Church in Virginia, US

Westminster Presbyterian Church of Alexandria, Virginia, U.S. located at the corner of Cameron Mills Road and Monticello Boulevard in the city's North Ridge neighborhood. Westminster Presbyterian Church is a member of the Presbyterian Church (U.S.A.), the Mid-Atlantic Synod and the National Capital Presbytery.

==History==
The congregation was founded in 1939. Its initial colonial-style edifice was built in 1942.
The current sanctuary was constructed in 1952 to accommodate the rapidly growing congregation; the old sanctuary became the chapel. The cornerstone of the new building was laid by then President Harry S. Truman.

In 1961, a large education building was added to accommodate Sunday school classes, music facilities, additional office spaces, and meeting areas for numerous church programs. The church's current organ is a three-manual M. P. Moller, installed by the firm in 1965; the dedicatory recital was played by Virgil Fox, the prominent American concert organist.

In 2006–07, the church underwent major renovations, during which the sanctuary was again rebuilt to accommodate the changing liturgical needs.

During the renovations on the church, Agudas Achim Congregation served as the temporary home of the church.

Senior Pastors at Westminster Presbyterian Church
- The Rev. Dr. Larry Hayward (from 2004 to present)
- The Rev. Dr. Stuart Broberg (from 1998 to 2003)
- The Rev. Dr. George Pera (from 1980 to 1995)
- The Rev. Donald A. Campbell (from 1971 to 1979)
- The Rev. Cliff Johnson (from 1943 to 1970)
- The Rev. Frederick W. Haverkamp (from 1939 to 1943)

==Worship==
The order of service follows the structure of The Service for the Lord's Day as outlined in The Book of Common Worship of 1993, a directory of worship that has restored a liturgical tradition that is both Reformed and catholic (pre-denominational). While the centrality of Scripture is upheld through the Word read and proclaimed, the church recognizes that the true unity begins with the sacraments of Baptism and Communion. The Eucharist is recognized as central to the liturgy, which at Westminster Presbyterian Church is exemplified by the central position of the communion table. The unity of the communion table, the baptismal font, and the pulpit signify "the true road to healing the brokenness of Christ's church."

### DATASET ENTRIES:
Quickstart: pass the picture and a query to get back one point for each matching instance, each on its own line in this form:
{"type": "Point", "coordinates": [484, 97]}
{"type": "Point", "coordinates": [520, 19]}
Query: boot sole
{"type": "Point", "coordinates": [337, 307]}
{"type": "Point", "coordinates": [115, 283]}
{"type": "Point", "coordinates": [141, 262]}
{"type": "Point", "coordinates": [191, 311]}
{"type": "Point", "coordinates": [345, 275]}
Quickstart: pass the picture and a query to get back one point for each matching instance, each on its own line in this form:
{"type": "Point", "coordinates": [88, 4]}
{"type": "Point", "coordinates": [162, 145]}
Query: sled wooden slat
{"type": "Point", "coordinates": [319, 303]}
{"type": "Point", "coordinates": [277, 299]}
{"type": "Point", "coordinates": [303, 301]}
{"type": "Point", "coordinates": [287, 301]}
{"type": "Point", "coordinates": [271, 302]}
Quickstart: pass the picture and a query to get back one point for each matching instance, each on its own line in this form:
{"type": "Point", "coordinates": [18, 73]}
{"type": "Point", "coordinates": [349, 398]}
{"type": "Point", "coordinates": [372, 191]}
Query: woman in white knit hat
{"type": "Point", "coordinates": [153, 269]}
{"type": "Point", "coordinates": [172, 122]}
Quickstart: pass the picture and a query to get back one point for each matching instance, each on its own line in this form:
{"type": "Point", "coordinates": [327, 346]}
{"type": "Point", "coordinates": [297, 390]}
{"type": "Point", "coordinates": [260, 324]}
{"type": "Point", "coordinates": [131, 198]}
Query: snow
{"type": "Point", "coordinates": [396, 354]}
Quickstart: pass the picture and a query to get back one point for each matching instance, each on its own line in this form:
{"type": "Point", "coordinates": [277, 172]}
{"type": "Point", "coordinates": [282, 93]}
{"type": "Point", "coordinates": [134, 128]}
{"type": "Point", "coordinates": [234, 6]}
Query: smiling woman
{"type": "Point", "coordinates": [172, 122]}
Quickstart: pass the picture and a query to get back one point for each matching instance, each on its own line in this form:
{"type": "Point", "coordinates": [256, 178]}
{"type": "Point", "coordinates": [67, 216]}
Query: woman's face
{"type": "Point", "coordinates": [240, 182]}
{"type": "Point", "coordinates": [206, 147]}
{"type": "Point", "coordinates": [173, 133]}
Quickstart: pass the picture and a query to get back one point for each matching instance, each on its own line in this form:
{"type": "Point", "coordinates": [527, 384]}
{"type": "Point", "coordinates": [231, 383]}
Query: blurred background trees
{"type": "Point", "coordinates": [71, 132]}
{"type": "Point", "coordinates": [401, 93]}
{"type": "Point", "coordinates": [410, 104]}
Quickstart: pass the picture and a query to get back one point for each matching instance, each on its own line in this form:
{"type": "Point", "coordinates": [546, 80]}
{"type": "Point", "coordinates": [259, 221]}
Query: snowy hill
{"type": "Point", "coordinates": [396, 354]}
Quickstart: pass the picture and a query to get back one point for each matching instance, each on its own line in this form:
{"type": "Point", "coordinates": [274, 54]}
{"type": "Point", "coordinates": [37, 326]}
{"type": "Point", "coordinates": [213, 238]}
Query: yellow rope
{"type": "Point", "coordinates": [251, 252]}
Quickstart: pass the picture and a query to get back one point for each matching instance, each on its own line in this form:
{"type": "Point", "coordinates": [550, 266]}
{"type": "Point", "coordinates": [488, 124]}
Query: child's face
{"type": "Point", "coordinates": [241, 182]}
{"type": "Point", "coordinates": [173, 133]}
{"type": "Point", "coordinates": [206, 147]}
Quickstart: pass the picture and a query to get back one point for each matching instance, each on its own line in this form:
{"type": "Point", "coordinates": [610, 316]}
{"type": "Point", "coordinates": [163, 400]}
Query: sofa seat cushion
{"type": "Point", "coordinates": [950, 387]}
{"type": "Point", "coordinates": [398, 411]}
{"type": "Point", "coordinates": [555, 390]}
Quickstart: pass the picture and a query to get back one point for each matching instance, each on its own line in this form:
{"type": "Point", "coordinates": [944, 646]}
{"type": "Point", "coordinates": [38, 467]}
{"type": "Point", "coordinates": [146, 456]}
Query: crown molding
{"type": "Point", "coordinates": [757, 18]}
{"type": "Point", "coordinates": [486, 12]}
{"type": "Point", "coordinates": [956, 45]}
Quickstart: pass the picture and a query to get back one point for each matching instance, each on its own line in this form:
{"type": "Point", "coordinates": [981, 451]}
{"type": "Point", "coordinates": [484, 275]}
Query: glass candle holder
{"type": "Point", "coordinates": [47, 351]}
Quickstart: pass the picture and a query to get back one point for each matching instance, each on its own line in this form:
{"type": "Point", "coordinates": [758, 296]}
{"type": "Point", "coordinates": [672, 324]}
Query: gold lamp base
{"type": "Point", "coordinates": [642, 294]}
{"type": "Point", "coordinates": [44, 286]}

### WHAT TO WORK ON:
1. List every senior pastor named in the Westminster Presbyterian Church passage, with the years given for each.
2. Answer these questions from the Westminster Presbyterian Church passage:
(a) Who laid the cornerstone of the sanctuary built in 1952?
(b) Who played the dedicatory recital on the organ installed in 1965?
(c) Which congregation served as the church's temporary home during the renovations?
3. Proceed with the Westminster Presbyterian Church passage, picking up after its final sentence.

### RESULTS FOR THE EXERCISE:
1.
- The Rev. Dr. Larry Hayward (2004 to present)
- The Rev. Dr. Stuart Broberg (1998 to 2003)
- The Rev. Dr. George Pera (1980 to 1995)
- The Rev. Donald A. Campbell (1971 to 1979)
- The Rev. Cliff Johnson (1943 to 1970)
- The Rev. Frederick W. Haverkamp (1939 to 1943)

2.
(a) Then President Harry S. Truman
(b) Virgil Fox
(c) Agudas Achim Congregation

3.
==Music ministry==
Under the direction of Dr. R. Benjamin Hutchens, II, the music ministry at Westminster Presbyterian Church is firmly based in the traditions of classical music. Its music ministry offers the members opportunities to lead worship services as choristers, handbell players, vocal and instrumental soloists, and cantors.

The 50 voice (auditioned) adult choir sings a great variety of music in worship, from Renaissance Motets to complex choral-orchestral works such as Durufle's Requiem, Ralph Vaughan Williams' "Dona nobis pacem," or Honneger's King David. In addition to leading in worship on Sunday mornings, the adult choir offers services of Choral Evensong regularly and tours internationally in even numbered years.

The Westminster Music Academy offers music education in the Christian Tradition for children pre-K through Grade 12. Our advanced middle and high school ensemble, Choristers, frequently joins the Adult Choir in choral-orchestral works and on international tours.